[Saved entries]
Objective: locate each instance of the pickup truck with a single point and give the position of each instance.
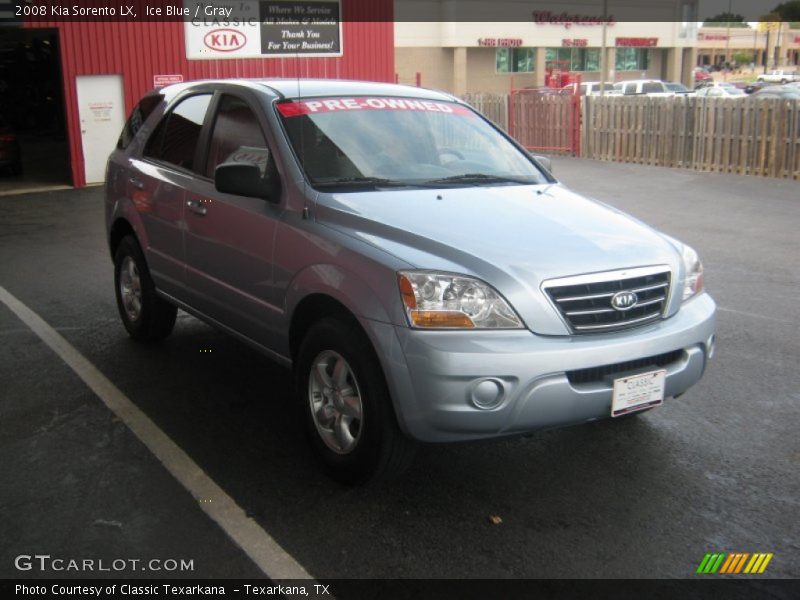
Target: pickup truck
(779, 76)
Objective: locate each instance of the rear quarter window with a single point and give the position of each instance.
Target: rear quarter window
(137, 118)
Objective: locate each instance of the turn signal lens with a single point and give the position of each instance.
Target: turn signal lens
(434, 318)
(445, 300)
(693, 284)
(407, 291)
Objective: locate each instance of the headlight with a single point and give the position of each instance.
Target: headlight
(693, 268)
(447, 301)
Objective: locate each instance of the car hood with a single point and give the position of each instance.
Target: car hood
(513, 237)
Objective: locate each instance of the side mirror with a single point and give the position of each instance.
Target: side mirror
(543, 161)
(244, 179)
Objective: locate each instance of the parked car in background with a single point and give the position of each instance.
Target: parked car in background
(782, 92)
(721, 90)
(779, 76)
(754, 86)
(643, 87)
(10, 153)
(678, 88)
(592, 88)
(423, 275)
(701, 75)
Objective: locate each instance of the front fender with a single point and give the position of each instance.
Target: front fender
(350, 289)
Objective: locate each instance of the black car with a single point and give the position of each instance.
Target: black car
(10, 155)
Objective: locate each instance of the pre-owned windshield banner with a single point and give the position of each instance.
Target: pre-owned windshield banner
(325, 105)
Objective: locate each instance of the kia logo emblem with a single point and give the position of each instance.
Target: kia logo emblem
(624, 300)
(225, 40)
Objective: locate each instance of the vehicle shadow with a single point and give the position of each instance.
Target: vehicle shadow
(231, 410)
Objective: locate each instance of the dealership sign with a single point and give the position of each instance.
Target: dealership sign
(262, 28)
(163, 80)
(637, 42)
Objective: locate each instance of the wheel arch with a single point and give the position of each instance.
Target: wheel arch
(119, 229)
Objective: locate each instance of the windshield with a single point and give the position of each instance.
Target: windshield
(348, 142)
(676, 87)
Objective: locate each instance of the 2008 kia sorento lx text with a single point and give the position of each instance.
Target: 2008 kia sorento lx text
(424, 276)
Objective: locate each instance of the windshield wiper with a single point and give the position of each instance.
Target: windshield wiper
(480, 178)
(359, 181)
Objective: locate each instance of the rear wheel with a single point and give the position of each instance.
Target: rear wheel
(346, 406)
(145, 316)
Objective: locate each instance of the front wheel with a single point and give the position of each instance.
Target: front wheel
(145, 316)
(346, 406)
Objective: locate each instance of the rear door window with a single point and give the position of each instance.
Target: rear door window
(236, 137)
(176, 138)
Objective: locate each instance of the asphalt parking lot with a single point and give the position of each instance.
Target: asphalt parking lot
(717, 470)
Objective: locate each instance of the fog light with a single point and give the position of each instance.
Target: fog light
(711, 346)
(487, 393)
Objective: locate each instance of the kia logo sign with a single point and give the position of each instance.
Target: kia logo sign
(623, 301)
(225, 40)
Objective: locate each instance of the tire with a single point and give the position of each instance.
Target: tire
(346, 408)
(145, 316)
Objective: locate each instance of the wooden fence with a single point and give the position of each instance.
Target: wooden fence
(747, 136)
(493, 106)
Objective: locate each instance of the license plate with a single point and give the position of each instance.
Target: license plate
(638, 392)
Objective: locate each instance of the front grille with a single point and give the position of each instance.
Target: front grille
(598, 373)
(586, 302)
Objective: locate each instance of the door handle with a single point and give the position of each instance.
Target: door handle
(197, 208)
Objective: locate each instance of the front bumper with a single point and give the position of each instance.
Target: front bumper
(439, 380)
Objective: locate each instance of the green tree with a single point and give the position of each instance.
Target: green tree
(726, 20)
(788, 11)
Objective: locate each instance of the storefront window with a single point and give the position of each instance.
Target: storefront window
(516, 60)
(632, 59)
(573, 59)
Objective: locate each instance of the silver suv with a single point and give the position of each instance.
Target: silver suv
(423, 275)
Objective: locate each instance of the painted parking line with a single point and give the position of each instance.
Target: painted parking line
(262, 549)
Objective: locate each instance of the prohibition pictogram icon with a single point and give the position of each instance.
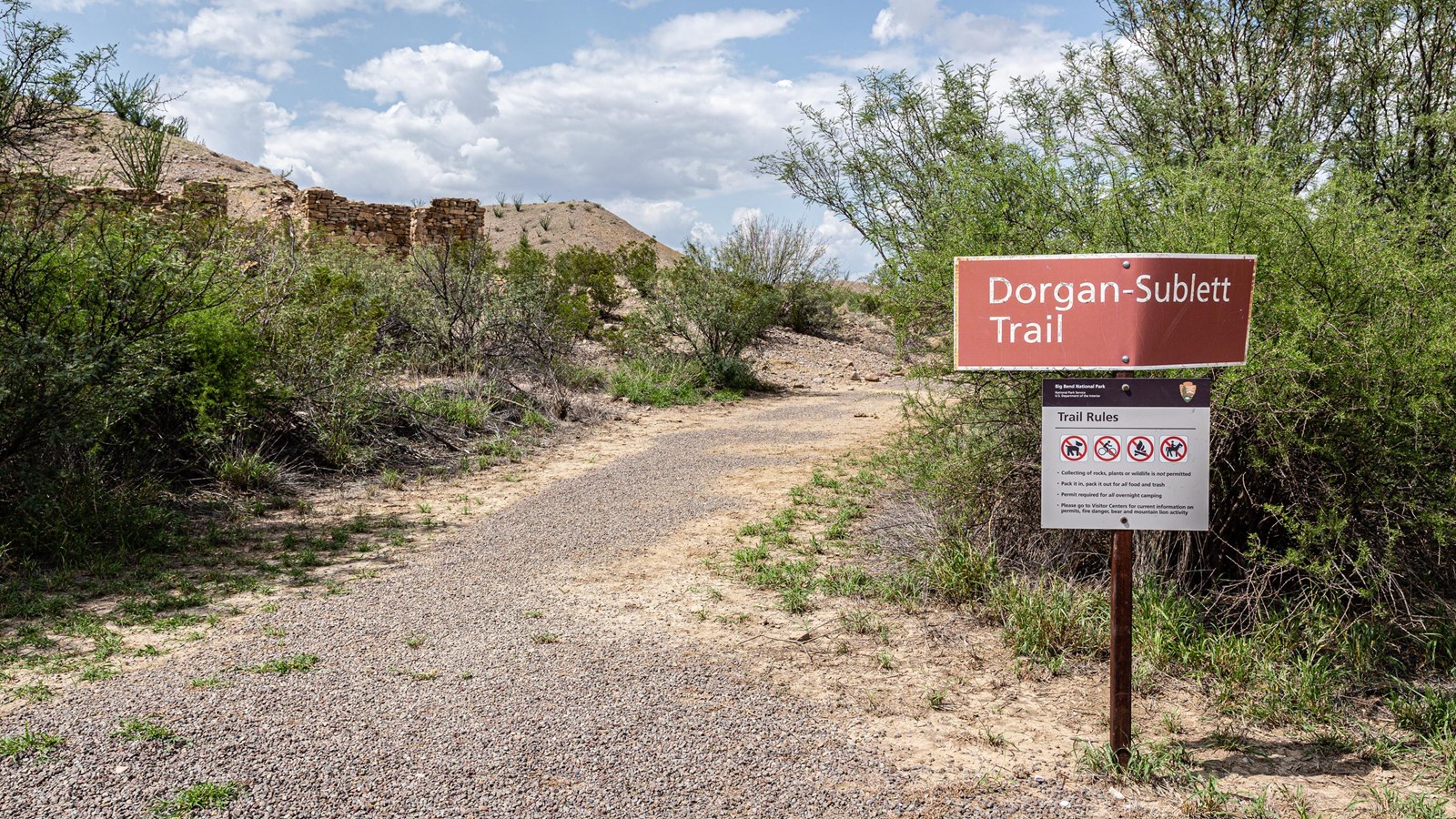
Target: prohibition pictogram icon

** Action item **
Retype all the entries exactly; drop the pictures.

** Response for this exercise **
Objective: locate each instance of the pickup truck with a single point and give the position of each instance.
Target: pickup truck
(779, 76)
Objective: locate each instance of the rear quarter window with a single point and give the position of each instance.
Target: rear quarter window
(137, 118)
Objective: locate each instance of the turn signal lens with a single point and give the position of each instance.
Target: turn signal lens
(434, 318)
(445, 300)
(693, 284)
(407, 291)
Objective: locate each instance of the headlight with a single point and give the position of each instance.
Target: headlight
(693, 268)
(447, 301)
Objective: locate each instance of the car hood with a single point and give the position of each instance.
Target: car hood
(513, 237)
Objective: locate each instance of the side mirror with a single point and give the position of each instance.
Target: side mirror
(543, 161)
(244, 179)
Objective: locate each instance of the parked car in background with a single point and give the position of each instance.
Target: parked car in background
(782, 92)
(721, 90)
(779, 76)
(754, 86)
(643, 87)
(10, 153)
(678, 88)
(592, 88)
(423, 275)
(701, 75)
Objective: locate each instance of the front fender with a single point and give the position of each instance.
Target: front fender
(350, 289)
Objective: locate each instance of the black car with a single point and give the position of each instance.
Target: black car
(10, 155)
Objective: locate each instance of the pre-owned windshield banner with a single point and give the position of each instance.
Target: pre-owned windshield banner
(325, 105)
Objective: locate each instance of the kia logo emblem with a single point and give the position of each instance.
Target: kia logo emblem
(624, 300)
(225, 40)
Objective: locate each instance of the vehicle shadow with a single point and give the position of each instance.
Target: vehicle shadow
(231, 410)
Objective: locate each instance of the dealership sign with a single point and give the position of each instance.
Target: dealership sign
(262, 28)
(163, 80)
(637, 42)
Objective: locate each instance of the wheel arch with a single point and give the position of each instance.
Target: wheel arch
(119, 229)
Objective: locate each instance of the windshield with a single point and give the position of each instance.
Target: windshield
(348, 142)
(676, 87)
Objective: locate each instance of the 2008 kia sorento lx text with a single point and give the position of each instance.
Target: 2008 kia sorento lx text
(424, 276)
Objective: locate each instance of the windshield wiper with a single point and give the position of each instance.
Target: windshield wiper
(480, 178)
(359, 181)
Objective: locate each instance of the rear wheel with a single point and give the position of each instance.
Target: rear wheel
(346, 406)
(145, 316)
Objective: locate each instance of the front wheel with a single point and give the position of each instance.
Target: front wheel
(145, 316)
(346, 406)
Objective: locate each instance of the rear door window with a single point and give the position of each instance.
Target: rear door window
(236, 137)
(176, 138)
Objective: locate each instance of the asphalt parking lot with a single point and give the position of each instance.
Target: asphalt parking lot
(717, 470)
Objective: locate each instance of the fog light with a single point and give the position of each instance.
Target: fog light
(711, 346)
(487, 393)
Objective: locate each instance of the kia logo sign with a single point and give the position of each instance.
Target: kia logo sign
(623, 301)
(225, 40)
Objective: locate each instance of the tire with a single point and give the position of each instance.
Target: tire
(346, 408)
(145, 316)
Objective: locate each instance of the wooden fence with a single point and give the position of each instance.
Target: wooden fence
(747, 136)
(493, 106)
Objective: locate each instance of the license plate with a single point and give the position of each instance.
Target: license plate
(638, 392)
Objective: locate each instance of the front grille with a single point and give the position of each instance.
Target: front grille
(598, 373)
(586, 302)
Objective: locate each instance of the door handle with a single point and give the position of each instance.
Target: door handle
(197, 208)
Objective: locate each instance of the front bumper with a single point and give the position of each instance.
Target: front bumper
(439, 380)
Objective: locate each instance of the green tree with a single point and give the position of each instance.
Target: green tree
(726, 20)
(788, 11)
Objective: locate each instance of the storefront window with a single point and give the position of each instance.
Target: storefront window
(516, 60)
(632, 59)
(573, 59)
Objective: locate each instance of the silver suv with a single point and give the position of each instance.
Target: silver suv
(423, 275)
Objective: locate each instance of the painted parking line with a single point and give the position of each instance.
Target: painted parking line
(262, 549)
Objective: locate each instance of the prohibition pictogram icon with a single point and give the position of each instance.
Target: prohibition pictogram icon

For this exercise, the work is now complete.